[Entries from an annotation dataset]
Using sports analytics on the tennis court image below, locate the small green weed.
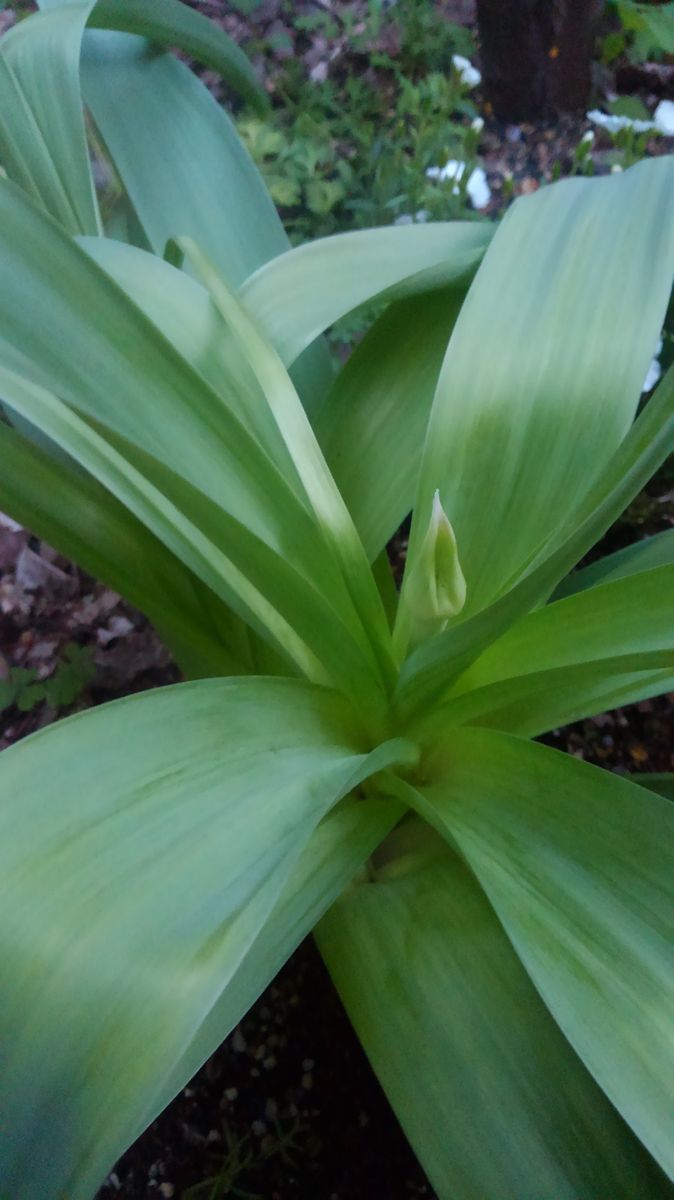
[182,1121,301,1200]
[239,0,477,241]
[0,642,95,713]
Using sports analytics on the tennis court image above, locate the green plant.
[0,0,674,1200]
[0,642,95,713]
[602,0,674,62]
[237,0,477,241]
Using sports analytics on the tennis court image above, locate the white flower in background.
[393,209,428,224]
[586,104,652,133]
[652,100,674,138]
[465,167,492,209]
[642,337,662,394]
[452,54,482,88]
[426,158,492,209]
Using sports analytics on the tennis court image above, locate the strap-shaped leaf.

**WHAT IS BEING ASKED**
Render every one of the lines above as a Markdown table with the columns "Row" and "Line," numbering each row and omitting blank lines. Leave the pictures out of the table.

**IN RESPONSE**
| Row | Line |
|---|---|
| 1 | Using sports analytics on the tennis court image below, locate the small green weed. |
| 2 | [182,1121,301,1200] |
| 3 | [239,0,477,241] |
| 4 | [0,642,95,713] |
| 5 | Using sports analytics on the tennis court image above, locate the green plant. |
| 6 | [0,0,674,1200] |
| 7 | [0,642,95,713] |
| 8 | [602,0,674,62] |
| 9 | [237,0,477,241] |
| 10 | Using sports analytics on the tennis court image above, locate the white flower in background. |
| 11 | [393,209,428,224] |
| 12 | [586,104,652,133] |
| 13 | [652,100,674,138] |
| 14 | [465,167,492,209] |
| 15 | [642,337,662,394] |
| 16 | [452,54,482,88] |
| 17 | [426,158,492,209] |
| 18 | Using sports analytics on the tennis court image above, locate the strap-shaped leaf. |